▶ AIM OF THE TASK
Answer these from the RF developments text below:
(a) What volume is given for the "large volume lesion" concept?
(b) Which company commercialized the Richard Wolf Yeung Endoscopic Spine System (YESS) Rhizotomy Set?
(c) What four items make up that set?

▶ SOURCE EXTRACT
===

In the following years, a sea change occurred in the RF field around the adoption of the new “large volume lesion” concept (50mm3) for pain medicine procedures.68 Various new multi-tined cannula designs came to market, such as the Venom and Trident cannulae. Further refinements and advancements are expected in the future as the field has seen invigoration and commercial success with technological advances.

Anatomical Developments

More recent developments have focused on optimizing RF probe placement and targeting alternate structures, such as the facet joint capsule/terminal neural branches. Interesting work has been performed in this area by Yeung et al in 2014, who worked with the Richard Wolf surgical instrument company to develop specialized endoscopic instruments - the Richard Wolf Yeung Endoscopic Spine System (YESS) Rhizotomy Set (Figure 4), commercialized by Elliquence.69 The technique is an endoscopic neurectomy of the dorsal ramus. Whilst conceptually appealing, it has not gained widespread adoption in current clinical practice.

Figure 4 The Richard Wolf Yeung Endoscopic Spine System (YESS) Rhizotomy Set, consisting of cannulae, endoscope, bi-tip probe for tissue cutting, and RF probe for tissue ablation.

===

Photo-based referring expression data
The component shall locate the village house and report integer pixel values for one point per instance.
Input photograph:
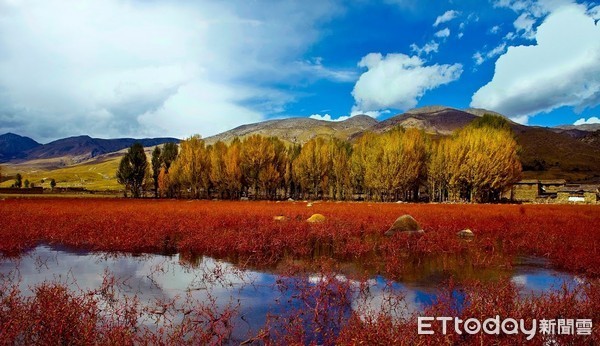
(574, 193)
(554, 191)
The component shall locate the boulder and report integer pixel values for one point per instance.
(404, 223)
(316, 218)
(465, 233)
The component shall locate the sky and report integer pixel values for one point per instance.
(149, 68)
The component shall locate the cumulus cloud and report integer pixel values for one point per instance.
(560, 70)
(398, 81)
(446, 17)
(584, 121)
(443, 33)
(327, 117)
(144, 68)
(529, 12)
(495, 29)
(430, 47)
(480, 57)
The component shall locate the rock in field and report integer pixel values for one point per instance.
(316, 218)
(404, 223)
(465, 233)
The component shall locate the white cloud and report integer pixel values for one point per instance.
(372, 114)
(145, 68)
(430, 47)
(529, 12)
(327, 117)
(524, 25)
(591, 120)
(398, 81)
(443, 33)
(561, 70)
(446, 17)
(480, 57)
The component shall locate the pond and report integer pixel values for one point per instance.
(167, 285)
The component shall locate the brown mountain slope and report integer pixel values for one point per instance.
(549, 155)
(299, 130)
(434, 120)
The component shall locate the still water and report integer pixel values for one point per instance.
(253, 294)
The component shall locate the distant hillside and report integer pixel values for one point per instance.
(434, 120)
(81, 148)
(13, 146)
(584, 127)
(299, 130)
(548, 155)
(571, 153)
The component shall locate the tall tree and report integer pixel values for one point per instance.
(133, 169)
(192, 167)
(313, 166)
(18, 180)
(168, 154)
(156, 165)
(257, 154)
(218, 170)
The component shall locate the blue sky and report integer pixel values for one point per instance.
(155, 68)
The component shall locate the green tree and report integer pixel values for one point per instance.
(133, 169)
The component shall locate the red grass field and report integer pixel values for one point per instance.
(245, 232)
(566, 234)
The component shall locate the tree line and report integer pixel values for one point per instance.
(476, 163)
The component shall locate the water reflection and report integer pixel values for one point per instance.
(156, 279)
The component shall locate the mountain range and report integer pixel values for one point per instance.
(15, 148)
(568, 152)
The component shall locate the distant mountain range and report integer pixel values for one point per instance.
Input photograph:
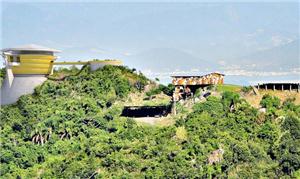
(281, 58)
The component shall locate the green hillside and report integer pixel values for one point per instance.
(71, 128)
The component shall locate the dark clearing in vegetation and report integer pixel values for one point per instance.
(146, 111)
(73, 129)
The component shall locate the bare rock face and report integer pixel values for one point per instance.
(215, 156)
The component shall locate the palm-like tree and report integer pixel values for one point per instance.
(41, 135)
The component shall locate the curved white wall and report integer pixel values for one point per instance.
(21, 84)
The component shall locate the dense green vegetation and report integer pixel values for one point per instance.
(73, 129)
(2, 75)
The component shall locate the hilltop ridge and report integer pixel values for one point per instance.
(72, 128)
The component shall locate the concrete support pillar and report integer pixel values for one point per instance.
(174, 108)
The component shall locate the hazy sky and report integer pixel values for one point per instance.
(157, 38)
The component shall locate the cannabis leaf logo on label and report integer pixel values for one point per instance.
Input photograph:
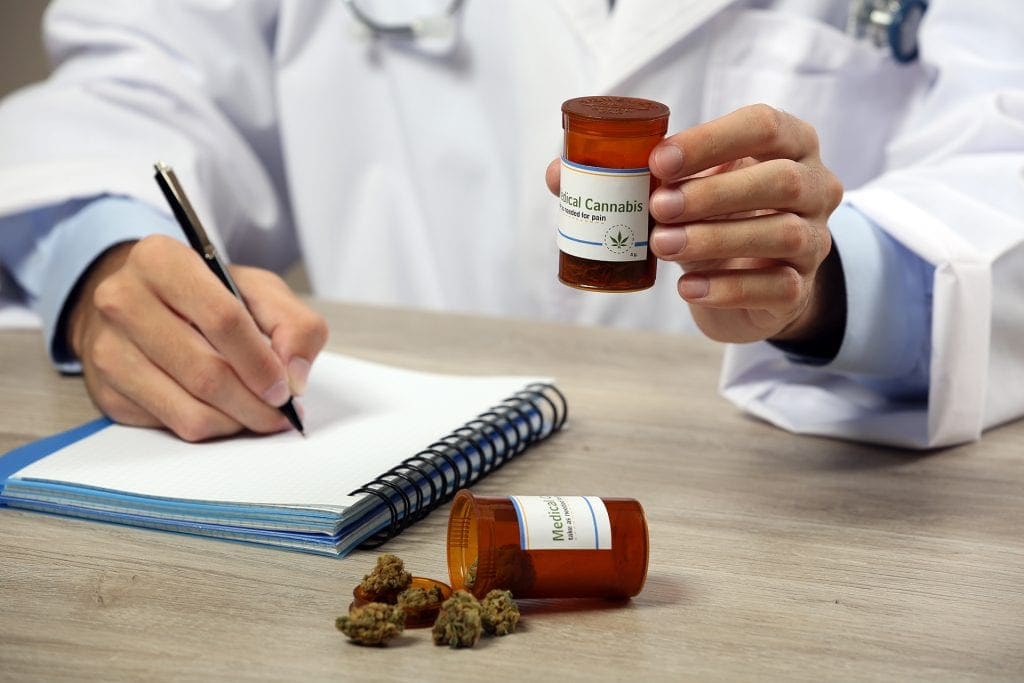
(619, 239)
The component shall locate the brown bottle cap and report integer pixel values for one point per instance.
(609, 108)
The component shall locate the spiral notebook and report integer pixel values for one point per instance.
(384, 446)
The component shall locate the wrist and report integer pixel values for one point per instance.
(818, 333)
(80, 303)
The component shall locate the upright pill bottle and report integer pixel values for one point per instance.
(603, 219)
(548, 546)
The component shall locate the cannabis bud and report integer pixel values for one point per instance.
(373, 624)
(387, 579)
(459, 623)
(418, 597)
(499, 612)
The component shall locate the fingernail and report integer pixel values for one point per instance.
(693, 287)
(668, 241)
(276, 394)
(298, 375)
(667, 161)
(667, 205)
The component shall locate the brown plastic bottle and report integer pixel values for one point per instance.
(605, 187)
(548, 546)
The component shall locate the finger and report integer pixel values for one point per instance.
(783, 237)
(553, 176)
(758, 130)
(119, 368)
(779, 184)
(118, 407)
(180, 352)
(776, 288)
(297, 333)
(181, 280)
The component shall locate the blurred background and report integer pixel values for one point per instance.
(22, 56)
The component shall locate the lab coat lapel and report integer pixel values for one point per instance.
(636, 33)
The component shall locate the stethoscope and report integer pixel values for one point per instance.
(431, 26)
(892, 23)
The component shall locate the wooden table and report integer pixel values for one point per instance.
(773, 556)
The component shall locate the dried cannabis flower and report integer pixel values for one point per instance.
(417, 597)
(373, 624)
(459, 623)
(499, 612)
(387, 579)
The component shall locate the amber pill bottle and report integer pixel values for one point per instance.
(548, 546)
(603, 221)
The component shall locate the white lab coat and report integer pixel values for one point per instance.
(411, 173)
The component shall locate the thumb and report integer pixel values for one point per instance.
(297, 332)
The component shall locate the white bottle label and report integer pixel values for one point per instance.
(603, 212)
(562, 522)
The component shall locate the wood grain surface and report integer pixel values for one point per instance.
(773, 556)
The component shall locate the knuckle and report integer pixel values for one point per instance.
(207, 379)
(791, 286)
(793, 235)
(103, 354)
(225, 318)
(150, 250)
(790, 180)
(196, 425)
(767, 121)
(110, 297)
(834, 190)
(316, 330)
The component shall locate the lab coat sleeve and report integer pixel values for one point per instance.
(952, 196)
(48, 249)
(140, 81)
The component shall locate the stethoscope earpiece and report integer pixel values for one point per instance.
(889, 23)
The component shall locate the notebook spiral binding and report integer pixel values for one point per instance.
(431, 477)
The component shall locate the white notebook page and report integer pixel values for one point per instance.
(360, 418)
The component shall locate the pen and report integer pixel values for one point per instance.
(193, 228)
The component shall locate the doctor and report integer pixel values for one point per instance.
(406, 170)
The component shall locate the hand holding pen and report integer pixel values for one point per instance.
(163, 342)
(200, 242)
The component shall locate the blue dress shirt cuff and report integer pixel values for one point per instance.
(74, 244)
(888, 327)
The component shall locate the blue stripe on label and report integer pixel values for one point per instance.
(522, 526)
(609, 171)
(583, 242)
(593, 519)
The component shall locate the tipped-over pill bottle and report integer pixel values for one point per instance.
(603, 221)
(548, 546)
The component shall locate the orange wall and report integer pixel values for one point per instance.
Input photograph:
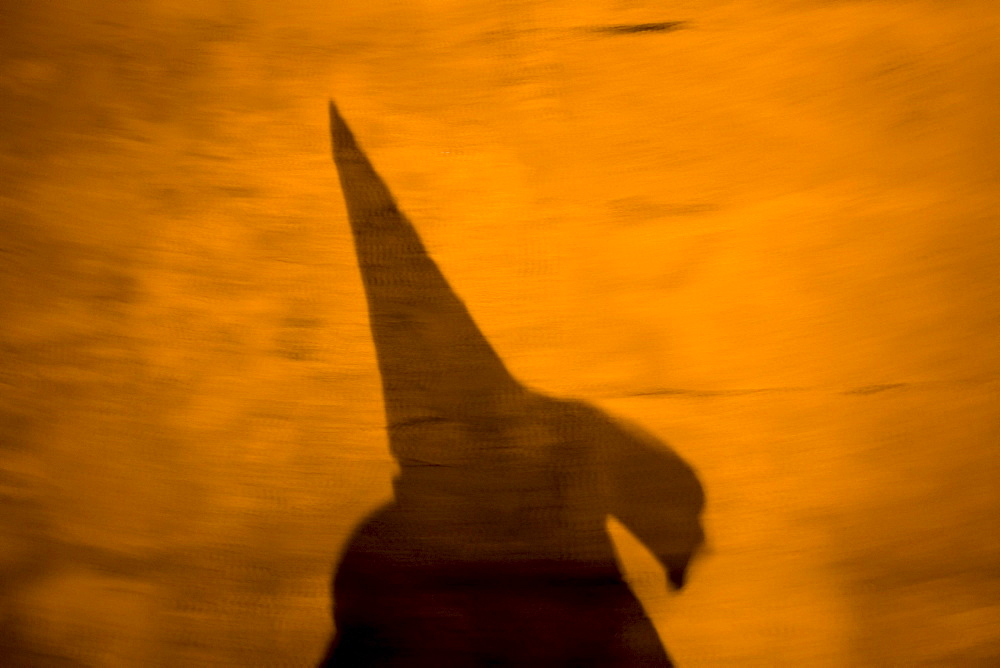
(769, 237)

===

▶ ANSWER SPACE
(a) 50mm3
(b) Elliquence
(c) Cannulae, an endoscope, a bi-tip probe for tissue cutting, and an RF probe for tissue ablation